# Exercise aim
Reproduce each of the entries that follow, exactly.

[[ Provided data open ]]

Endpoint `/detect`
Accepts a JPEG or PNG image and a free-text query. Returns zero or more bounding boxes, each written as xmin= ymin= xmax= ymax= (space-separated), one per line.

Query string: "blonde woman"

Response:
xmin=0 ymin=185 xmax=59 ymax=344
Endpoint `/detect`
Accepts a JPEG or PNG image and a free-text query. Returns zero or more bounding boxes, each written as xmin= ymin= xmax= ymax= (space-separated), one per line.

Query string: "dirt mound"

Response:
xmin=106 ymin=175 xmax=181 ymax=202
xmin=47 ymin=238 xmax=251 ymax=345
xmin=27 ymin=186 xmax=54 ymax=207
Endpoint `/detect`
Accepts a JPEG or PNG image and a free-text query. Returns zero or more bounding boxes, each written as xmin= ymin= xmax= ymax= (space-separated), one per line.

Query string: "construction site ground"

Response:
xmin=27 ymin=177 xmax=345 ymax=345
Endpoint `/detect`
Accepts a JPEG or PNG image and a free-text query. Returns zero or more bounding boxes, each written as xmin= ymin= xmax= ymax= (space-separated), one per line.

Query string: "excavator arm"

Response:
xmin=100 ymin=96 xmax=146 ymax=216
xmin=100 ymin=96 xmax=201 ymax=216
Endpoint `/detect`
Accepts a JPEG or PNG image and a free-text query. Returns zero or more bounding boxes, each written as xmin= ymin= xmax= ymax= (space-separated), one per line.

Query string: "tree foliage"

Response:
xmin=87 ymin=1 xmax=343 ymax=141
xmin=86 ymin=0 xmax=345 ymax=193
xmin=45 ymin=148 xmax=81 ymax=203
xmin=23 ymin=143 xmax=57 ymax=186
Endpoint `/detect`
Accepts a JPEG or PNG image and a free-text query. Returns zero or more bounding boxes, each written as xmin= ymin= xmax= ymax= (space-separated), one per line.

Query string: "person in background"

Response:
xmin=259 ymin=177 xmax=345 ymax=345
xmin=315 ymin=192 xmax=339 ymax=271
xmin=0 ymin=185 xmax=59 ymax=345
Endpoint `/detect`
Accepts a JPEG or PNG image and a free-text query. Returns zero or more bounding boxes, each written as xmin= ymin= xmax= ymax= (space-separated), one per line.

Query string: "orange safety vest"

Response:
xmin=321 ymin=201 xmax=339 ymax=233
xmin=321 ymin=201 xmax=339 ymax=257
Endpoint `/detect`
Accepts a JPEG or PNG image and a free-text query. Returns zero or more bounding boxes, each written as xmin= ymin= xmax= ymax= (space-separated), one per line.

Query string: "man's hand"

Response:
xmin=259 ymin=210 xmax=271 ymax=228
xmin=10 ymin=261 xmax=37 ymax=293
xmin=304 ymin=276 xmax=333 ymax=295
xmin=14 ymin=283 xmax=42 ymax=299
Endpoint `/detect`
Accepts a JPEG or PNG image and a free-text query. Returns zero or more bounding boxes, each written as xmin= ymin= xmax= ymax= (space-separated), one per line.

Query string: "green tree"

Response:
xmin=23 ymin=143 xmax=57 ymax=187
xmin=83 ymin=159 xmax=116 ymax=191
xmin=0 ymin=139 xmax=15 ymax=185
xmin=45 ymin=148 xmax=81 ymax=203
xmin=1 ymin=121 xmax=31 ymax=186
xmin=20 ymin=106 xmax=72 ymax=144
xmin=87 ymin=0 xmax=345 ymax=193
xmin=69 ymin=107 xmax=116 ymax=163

[[ Provided data closed ]]

# Exercise output
Endpoint `/detect`
Accepts a JPEG or PNG image and a free-text query. Returns zero or more bounding boxes, each written as xmin= ymin= xmax= ymax= (space-separated), one per line.

Query string: "blonde woman"

Response:
xmin=0 ymin=185 xmax=59 ymax=344
Endpoint `/detect`
Accepts a JPEG or PNG image and a free-text query. Returns zero or more bounding boxes, each written as xmin= ymin= xmax= ymax= (space-separated), one per line.

Query string: "dirt mound"

Response:
xmin=106 ymin=175 xmax=181 ymax=202
xmin=47 ymin=238 xmax=251 ymax=345
xmin=27 ymin=186 xmax=54 ymax=207
Endpoint `/detect`
Accepts a JPEG or PNG image and a free-text query. Returns zero or more bounding boxes, each written as xmin= ymin= xmax= ymax= (space-separated), one per line.

Query string: "construction site ground"

Response:
xmin=27 ymin=177 xmax=345 ymax=345
Endpoint `/detect`
Accepts a JPEG or PNG image and a free-text query. Returns zero or more bounding boxes, each written as xmin= ymin= xmax= ymax= (space-separated), one per line.

Query string: "excavator arm"

Response:
xmin=100 ymin=96 xmax=146 ymax=216
xmin=100 ymin=96 xmax=201 ymax=216
Endpoint `/detect`
Accepts a JPEG or PNG image and a free-text query. Returns zero or more bounding boxes, each written as xmin= ymin= xmax= ymax= (space-separated), one per line.

Query string: "tree foliage"

Response:
xmin=87 ymin=1 xmax=343 ymax=141
xmin=86 ymin=0 xmax=345 ymax=193
xmin=45 ymin=148 xmax=81 ymax=203
xmin=23 ymin=143 xmax=57 ymax=186
Endpoint `/detect`
Accepts a JPEG or PNG image and a free-text query. Returns zero or more bounding boxes, each written as xmin= ymin= xmax= ymax= (space-separated), one per line.

Query string: "person in background"

Response:
xmin=259 ymin=177 xmax=345 ymax=345
xmin=315 ymin=192 xmax=339 ymax=271
xmin=0 ymin=185 xmax=59 ymax=345
Endpoint `/detect`
Accepts a JPEG or PNG image and a free-text query. Returns zero or more bounding boxes, each written as xmin= ymin= xmax= ymax= (space-separated), one per line.

Query string: "orange safety vest"

Response:
xmin=321 ymin=201 xmax=339 ymax=233
xmin=321 ymin=201 xmax=339 ymax=257
Endpoint `/detect`
Accepts a JPEG or PNG image and a free-text query. Returns zero or more bounding boxes, each written as xmin= ymin= xmax= ymax= (space-separated), one per line.

Query string: "man's hand"

Response:
xmin=259 ymin=210 xmax=271 ymax=228
xmin=10 ymin=261 xmax=37 ymax=293
xmin=304 ymin=276 xmax=333 ymax=295
xmin=14 ymin=283 xmax=42 ymax=299
Endpoint `/detect`
Accepts a JPEG or PNG image and a free-text query. Returns zero or more bounding boxes, each written as xmin= ymin= xmax= ymax= (space-separated), one per line.

Query string: "green tree"

Response:
xmin=23 ymin=143 xmax=57 ymax=187
xmin=83 ymin=159 xmax=116 ymax=191
xmin=0 ymin=139 xmax=15 ymax=185
xmin=45 ymin=148 xmax=81 ymax=203
xmin=1 ymin=121 xmax=31 ymax=186
xmin=20 ymin=106 xmax=72 ymax=144
xmin=87 ymin=0 xmax=345 ymax=193
xmin=69 ymin=107 xmax=116 ymax=163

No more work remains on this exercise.